◆ **Provided text**:
____
We have funded our operations primarily through the public and private sales of convertible debentures and common stock.  Product sales, royalty payments, contract research, licensing fees and milestone payments from our corporate alliances have provided, and are expected in the future to provide, funding for operations. Our principal source of liquidity is cash and cash equivalents.  As of March 31, 2010 our cash and cash equivalents were $2,202,801 which is an increase of $268,624 as compared to our cash and cash equivalents at December 31, 2009 of $1,934,177.  Our working capital (current assets less current liabilities) was $2,599,316 at March 31, 2010 as compared to our working capital at December 31, 2009 of $2,615,079.

Consolidated Cash Flow Data
   
Three Months Ended March 31,
 
Net Cash Provided by (Used in)
 
2010
   
2009
 
  Operating activities
  $ (589,356 )   $ (2,414,035 )
  Investing activities
    ---       (14,177 )
  Financing activities
    857,980       ---  
  Net (Decrease) Increase in cash and cash equivalents
  $ 268,624     $ (2,428,212 )
 
 
Operating Activities

For the three months ended March 31, 2010, net cash used in operating activities was $589,356.  The principal components of net cash used for the three months ended March 31, 2010 were our net loss of approximately $1,302,000, a decrease of $23,000 in deferred revenue due to amortization, and a decrease of $32,000 in accrued liabilities due primarily to the final installment payments on our insurance premium financing.  Our net loss for the three months ended March 31, 2010 included substantial non-cash charges of $451,000 in the form of share-based compensation, amortization of patents, and depreciation.  The aforementioned net cash used for the three months ended March 31, 2010 was partially offset by an increase in accounts payable of $167,000 due to timing of vendor payments, a decrease in prepaid expenses of $66,000 due to expense amortization, a decrease in inventory of $59,000 due to product sales, and a decrease in accounts receivable of $23,000 due to collection of a milestone due from ProStrakan.
____
◆ **Entries supplied**:

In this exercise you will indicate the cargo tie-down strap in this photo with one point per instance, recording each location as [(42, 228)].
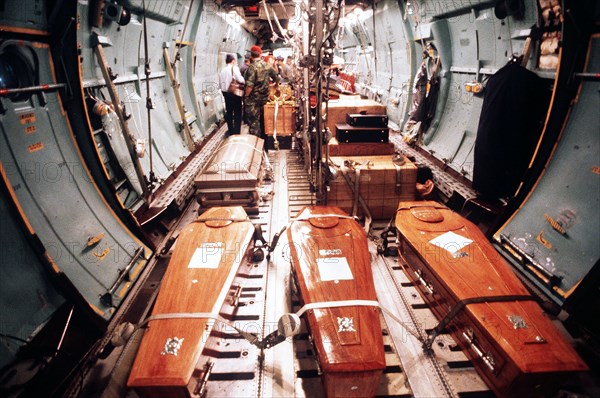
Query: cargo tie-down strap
[(461, 305)]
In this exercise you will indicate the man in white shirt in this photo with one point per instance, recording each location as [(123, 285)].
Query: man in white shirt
[(233, 101)]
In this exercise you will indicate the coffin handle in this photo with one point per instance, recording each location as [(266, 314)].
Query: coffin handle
[(487, 358)]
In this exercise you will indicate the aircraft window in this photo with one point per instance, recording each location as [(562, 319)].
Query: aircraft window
[(16, 72)]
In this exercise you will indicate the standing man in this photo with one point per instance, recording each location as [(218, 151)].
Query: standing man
[(233, 103), (257, 76)]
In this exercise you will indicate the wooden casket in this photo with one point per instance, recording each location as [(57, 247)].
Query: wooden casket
[(331, 262), (382, 183), (232, 175), (473, 291), (205, 260)]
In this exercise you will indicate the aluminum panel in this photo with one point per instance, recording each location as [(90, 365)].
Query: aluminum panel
[(567, 195), (27, 297)]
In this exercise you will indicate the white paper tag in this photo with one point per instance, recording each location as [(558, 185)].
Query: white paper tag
[(208, 255), (451, 242), (334, 268)]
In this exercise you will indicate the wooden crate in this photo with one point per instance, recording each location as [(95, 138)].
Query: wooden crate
[(286, 119), (350, 104), (382, 184)]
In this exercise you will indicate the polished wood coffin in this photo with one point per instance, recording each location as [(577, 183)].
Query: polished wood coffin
[(359, 148), (331, 262), (350, 104), (232, 175), (504, 332), (205, 260)]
____
◆ **Set task 1**:
Answer these about the liquidity text:
(a) What were cash and cash equivalents as of March 31, 2010?
(b) How much net cash did financing activities provide in the three months ended March 31, 2010?
(c) How much in non-cash charges did the net loss for the three months ended March 31, 2010 include?
◆ **Set task 2**: Copy the liquidity text between "We have funded" and "2009 of $2,615,079.", inclusive.
The rows are material apart from the liquidity text.

◆ **Task solution 1**:
(a) $2,202,801
(b) $857,980
(c) $451,000

◆ **Task solution 2**:
We have funded our operations primarily through the public and private sales of convertible debentures and common stock.  Product sales, royalty payments, contract research, licensing fees and milestone payments from our corporate alliances have provided, and are expected in the future to provide, funding for operations. Our principal source of liquidity is cash and cash equivalents.  As of March 31, 2010 our cash and cash equivalents were $2,202,801 which is an increase of $268,624 as compared to our cash and cash equivalents at December 31, 2009 of $1,934,177.  Our working capital (current assets less current liabilities) was $2,599,316 at March 31, 2010 as compared to our working capital at December 31, 2009 of $2,615,079.